## START Document segment

The object is achieved by a component having features disclosed herein. Advantageous embodiments and developments are apparent from the disclosure herein.

A component made of a fiber-reinforced plastic is proposed, comprising a first surface portion, a second surface portion, and a transition portion enclosed by the first surface portion and the second surface portion, wherein surface tangents of the first surface portion and of the second surface portion are not parallel at least in regions bordering the transition portion, wherein the transition portion has a curvature which adjoins the bordering surface portions with tangential continuity, wherein an arrangement of at least two plies of a fiber-reinforced plastic extends from the first surface portion via the transition portion to the second surface portion, and wherein fibers of at least one of the plies run with a consistent orientation on the first surface portion and the second surface portion and exhibit a course which is curved, kinked or offset laterally along the running direction on the transition portion.

The first surface portion and the second surface portion may form, together with the transition portion, an at least regionally L-shaped component. The portions here comprise at least two plies of the fiber-reinforced plastic. The plies preferably extend completely over both surface portions and the transition portion, and form preferably continuous sheets of the relevant material. The material comprises reinforcing fibers incorporated in a matrix made of a plastic. The plastic could be a resin, and more particularly a thermosetting resin. Alternatively a thermoplastic might also be used.

In order to optimize the component strength generally, the first surface portion, the second surface portion and the transition portion are preferably configured with tangential continuity to one another. Accordingly, there are preferably no discontinuities in the curvature of the component, and so no stress discontinuities arise. The orientation of the reinforcing fibers in the two surface portions may be identical to one another. A differing orientation of the fibers is provided only in the transition portion.

As indicated above, planar and curved components differ from one another in that a flexural load may lead to stressing in the thickness direction in the form of peeling stresses Gr. In the case of an identical external load on the component for instance a smaller radius of curvature lead to a greater stressing in the thickness direction than a larger radius. A delamination will be driven primarily by the curvature as the reciprocal value of the radius of curvature. A greater curvature might be responsible for greater peeling stresses than a lesser curvature. It may be favorable to keep the radius of curvature of the component constant, in order, for example, to simplify manufacture or for reasons of greater ease of installation of the component. In the case of the construction of components from a fiber composite material with a first surface portion and with a second surface portion disposed at an angle to the first, a radius of curvature cannot be increased infinitely, since the fiber composite component typically only has a limited installation space available. Such restrictions may be in the form of specific positions of connectors such as rivets, bolts or the like in the surface portions, but may also be dictated by the extent of adjacently positioned fiber composite components or other elements.

In accordance with the disclosure herein, however, the changed fiber course may lead to a reduced peeling stress. As a result of the changed fiber course, there is an improvement in the effective resistance to delamination, because of improvement in the ratio between flexure and strength in the thickness direction. The local change in the fiber orientation influences the effective arrangement of the mutually superposed plies within the transition portion, which then differs from the arrangement in the rest of the portions of the component. In addition, during the placement of the plies of the component or the placement of the preform which is subsequently shaped to give the desired component geometry, local orientations within the transition portion are altered. The fiber course is preferably continuous and comprises no sharp edges or transitions.

## END Document segment

__Prompt 1__.
Translate this sentence from the patent text on fiber-reinforced plastic components into Spanish: "The plastic could be a resin, and more particularly a thermosetting resin."

## START Records to process

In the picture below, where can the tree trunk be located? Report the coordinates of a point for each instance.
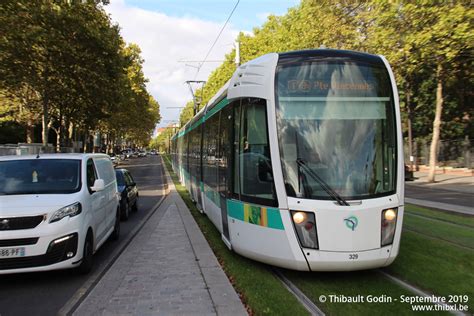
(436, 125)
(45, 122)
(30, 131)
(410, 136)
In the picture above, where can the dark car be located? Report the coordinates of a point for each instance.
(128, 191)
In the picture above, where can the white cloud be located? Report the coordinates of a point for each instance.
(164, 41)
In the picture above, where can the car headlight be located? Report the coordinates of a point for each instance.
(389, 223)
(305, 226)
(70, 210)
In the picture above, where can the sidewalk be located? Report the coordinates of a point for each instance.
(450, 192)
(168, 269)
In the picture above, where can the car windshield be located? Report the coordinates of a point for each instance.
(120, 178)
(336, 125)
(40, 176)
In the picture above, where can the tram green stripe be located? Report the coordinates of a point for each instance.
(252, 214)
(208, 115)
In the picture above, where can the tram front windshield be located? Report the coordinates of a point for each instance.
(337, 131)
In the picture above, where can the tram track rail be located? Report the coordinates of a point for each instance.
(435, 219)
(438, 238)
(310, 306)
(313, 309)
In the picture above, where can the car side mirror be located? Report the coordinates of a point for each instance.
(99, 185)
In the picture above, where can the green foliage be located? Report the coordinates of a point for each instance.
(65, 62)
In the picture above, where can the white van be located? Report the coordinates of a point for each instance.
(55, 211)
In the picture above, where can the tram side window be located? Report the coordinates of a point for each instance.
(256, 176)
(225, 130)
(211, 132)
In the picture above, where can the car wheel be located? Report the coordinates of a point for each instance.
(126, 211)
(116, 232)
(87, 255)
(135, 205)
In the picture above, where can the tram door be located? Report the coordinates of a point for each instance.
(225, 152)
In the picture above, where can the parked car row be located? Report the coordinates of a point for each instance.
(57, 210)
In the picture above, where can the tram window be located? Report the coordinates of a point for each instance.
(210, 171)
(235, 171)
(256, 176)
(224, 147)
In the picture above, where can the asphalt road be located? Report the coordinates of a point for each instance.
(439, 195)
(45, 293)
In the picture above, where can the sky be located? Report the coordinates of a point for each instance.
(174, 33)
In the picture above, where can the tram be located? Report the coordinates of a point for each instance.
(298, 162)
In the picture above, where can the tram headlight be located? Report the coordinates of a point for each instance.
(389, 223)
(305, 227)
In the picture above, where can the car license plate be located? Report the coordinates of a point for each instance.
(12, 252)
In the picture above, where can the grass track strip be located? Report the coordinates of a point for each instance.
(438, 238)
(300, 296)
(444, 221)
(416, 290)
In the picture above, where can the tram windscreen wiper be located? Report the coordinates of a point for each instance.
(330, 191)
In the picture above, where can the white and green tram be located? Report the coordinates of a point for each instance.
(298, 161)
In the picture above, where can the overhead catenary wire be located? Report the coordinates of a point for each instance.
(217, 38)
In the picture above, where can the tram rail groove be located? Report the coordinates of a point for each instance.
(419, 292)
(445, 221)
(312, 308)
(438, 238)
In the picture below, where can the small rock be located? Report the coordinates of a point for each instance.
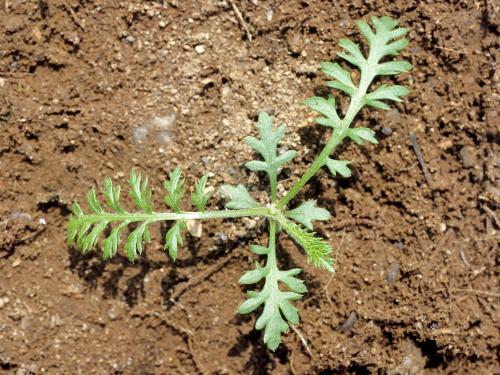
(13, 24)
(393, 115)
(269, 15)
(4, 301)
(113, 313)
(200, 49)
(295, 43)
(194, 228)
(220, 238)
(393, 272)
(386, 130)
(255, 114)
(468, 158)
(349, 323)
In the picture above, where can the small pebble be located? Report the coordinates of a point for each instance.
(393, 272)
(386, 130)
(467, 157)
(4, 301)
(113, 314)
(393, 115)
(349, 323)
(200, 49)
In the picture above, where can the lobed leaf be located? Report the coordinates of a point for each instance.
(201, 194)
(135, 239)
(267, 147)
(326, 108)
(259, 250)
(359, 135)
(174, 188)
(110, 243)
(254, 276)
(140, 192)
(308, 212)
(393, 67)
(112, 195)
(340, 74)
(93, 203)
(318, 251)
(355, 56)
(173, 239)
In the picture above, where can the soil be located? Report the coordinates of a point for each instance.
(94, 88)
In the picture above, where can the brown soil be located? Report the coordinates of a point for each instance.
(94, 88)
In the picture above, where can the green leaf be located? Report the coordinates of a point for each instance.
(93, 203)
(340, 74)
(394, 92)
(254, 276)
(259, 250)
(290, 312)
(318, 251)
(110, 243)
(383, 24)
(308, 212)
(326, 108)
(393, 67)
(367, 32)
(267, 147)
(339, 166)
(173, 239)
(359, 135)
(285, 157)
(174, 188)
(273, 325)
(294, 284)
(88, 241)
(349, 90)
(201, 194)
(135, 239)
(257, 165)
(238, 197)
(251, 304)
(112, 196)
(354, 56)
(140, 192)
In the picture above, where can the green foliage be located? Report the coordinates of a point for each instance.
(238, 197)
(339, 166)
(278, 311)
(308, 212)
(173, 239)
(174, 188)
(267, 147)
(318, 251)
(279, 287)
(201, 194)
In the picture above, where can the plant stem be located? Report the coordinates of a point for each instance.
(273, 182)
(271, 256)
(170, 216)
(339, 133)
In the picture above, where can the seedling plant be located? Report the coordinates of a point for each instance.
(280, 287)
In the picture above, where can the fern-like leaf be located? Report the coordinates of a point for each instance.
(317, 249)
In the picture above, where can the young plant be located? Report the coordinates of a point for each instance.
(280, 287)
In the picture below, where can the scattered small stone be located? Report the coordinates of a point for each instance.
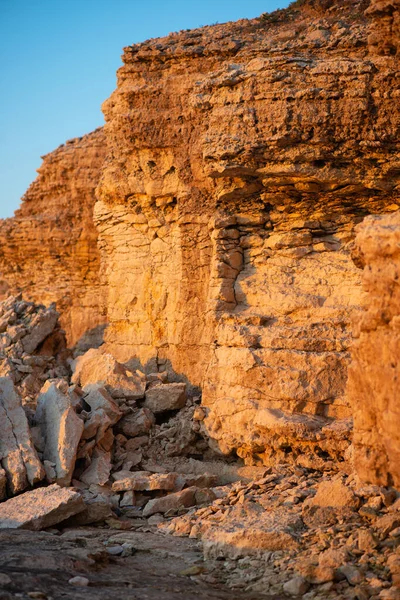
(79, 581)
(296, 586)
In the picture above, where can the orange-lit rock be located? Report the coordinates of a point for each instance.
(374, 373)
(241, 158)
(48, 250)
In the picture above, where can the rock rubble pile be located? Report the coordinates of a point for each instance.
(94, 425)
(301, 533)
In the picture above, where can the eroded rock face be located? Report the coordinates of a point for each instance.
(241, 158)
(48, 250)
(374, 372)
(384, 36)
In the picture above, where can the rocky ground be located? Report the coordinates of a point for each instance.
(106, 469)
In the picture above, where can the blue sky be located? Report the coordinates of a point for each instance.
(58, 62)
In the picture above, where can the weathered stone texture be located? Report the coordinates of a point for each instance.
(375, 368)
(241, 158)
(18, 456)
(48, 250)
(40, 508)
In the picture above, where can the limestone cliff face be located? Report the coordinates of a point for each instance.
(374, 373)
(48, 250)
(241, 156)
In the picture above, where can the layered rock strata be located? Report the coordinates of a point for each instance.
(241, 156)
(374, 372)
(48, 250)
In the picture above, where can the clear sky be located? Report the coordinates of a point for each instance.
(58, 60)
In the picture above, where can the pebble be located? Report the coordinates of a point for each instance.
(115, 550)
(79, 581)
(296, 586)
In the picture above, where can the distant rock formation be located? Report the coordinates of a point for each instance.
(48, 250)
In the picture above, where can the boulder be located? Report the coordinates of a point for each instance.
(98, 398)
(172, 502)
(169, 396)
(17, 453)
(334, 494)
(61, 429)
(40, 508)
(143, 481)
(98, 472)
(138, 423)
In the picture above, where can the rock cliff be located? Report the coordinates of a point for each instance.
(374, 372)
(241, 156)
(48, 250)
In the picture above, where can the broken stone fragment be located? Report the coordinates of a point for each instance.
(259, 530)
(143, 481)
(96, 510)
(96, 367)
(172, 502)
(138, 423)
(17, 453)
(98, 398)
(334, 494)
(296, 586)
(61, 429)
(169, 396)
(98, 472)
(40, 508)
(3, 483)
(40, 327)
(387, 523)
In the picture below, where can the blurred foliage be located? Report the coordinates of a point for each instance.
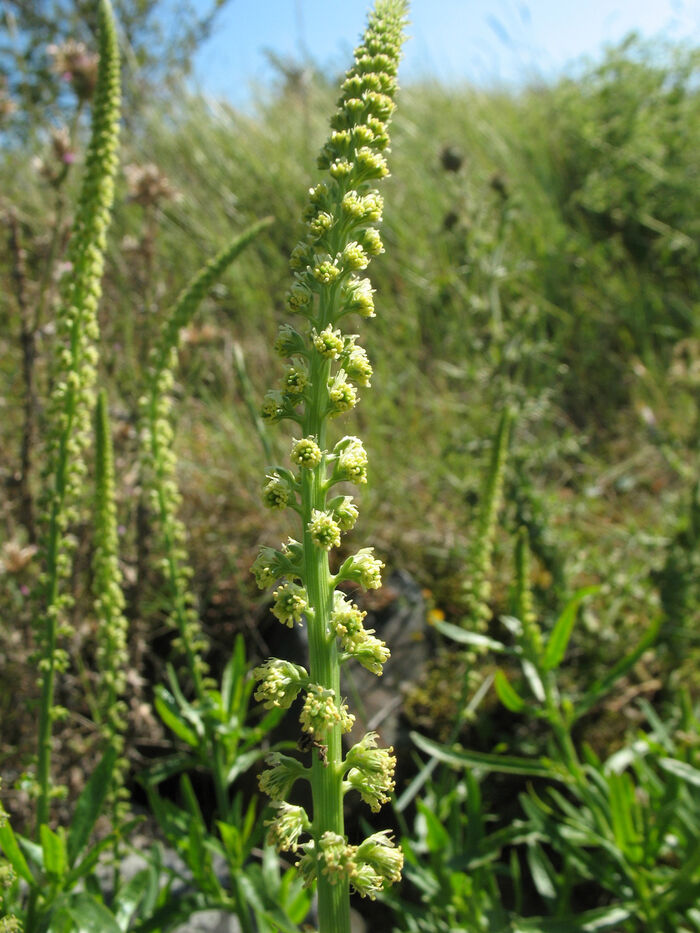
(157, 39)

## END Records to process

__Prompt 2__.
Write out the entries, starting at the line that has "In the picture above, where can the blue" and going through the end of the entries. Leave the pictures out of your answer.

__Answer 1__.
El plástico podría ser una resina y, más concretamente, una resina termoestable.

__Answer 2__.
In the picture above, where can the blue sky be located? Report the coordinates of a point for each instance.
(58, 62)
In the picture above, where can the weathered stone texture be located? Report the coordinates of a point for each instance.
(375, 368)
(241, 158)
(18, 456)
(48, 250)
(40, 508)
In the picture above, where can the limestone cliff face be located? Report the coordinates of a point for each instance.
(374, 373)
(48, 250)
(241, 156)
In the picture above, where can the layered rock strata be located? Report the coordinates of a point for each instance.
(241, 156)
(374, 372)
(48, 250)
In the picture above, where can the clear sky be located? Report the coordinates of a point for each instance.
(58, 60)
In the picture above, where can the pebble be located? Report the coordinates of a point for each instance.
(115, 550)
(79, 581)
(296, 586)
In the picture above, where can the distant rock formation be located? Report the coordinates of a point for each instance.
(48, 250)
In the picture above, where can the boulder be located? Report the coordinates of a point for each instance.
(98, 398)
(172, 502)
(169, 396)
(17, 453)
(334, 494)
(61, 429)
(40, 508)
(143, 481)
(98, 472)
(138, 423)
In the picture above, where can the rock cliff be located? Report the coordinates of a point for each instance.
(374, 372)
(241, 156)
(48, 250)
In the picture above, where can the broken stone fragment be located? Report the coordinates of a point for each instance.
(259, 530)
(143, 481)
(96, 510)
(96, 367)
(172, 502)
(138, 423)
(17, 453)
(98, 398)
(334, 494)
(296, 586)
(61, 429)
(169, 396)
(98, 472)
(40, 508)
(3, 483)
(40, 327)
(387, 523)
In the picture below, where can the blurred foliage be located? Report the coordinates of a point for each instance.
(157, 39)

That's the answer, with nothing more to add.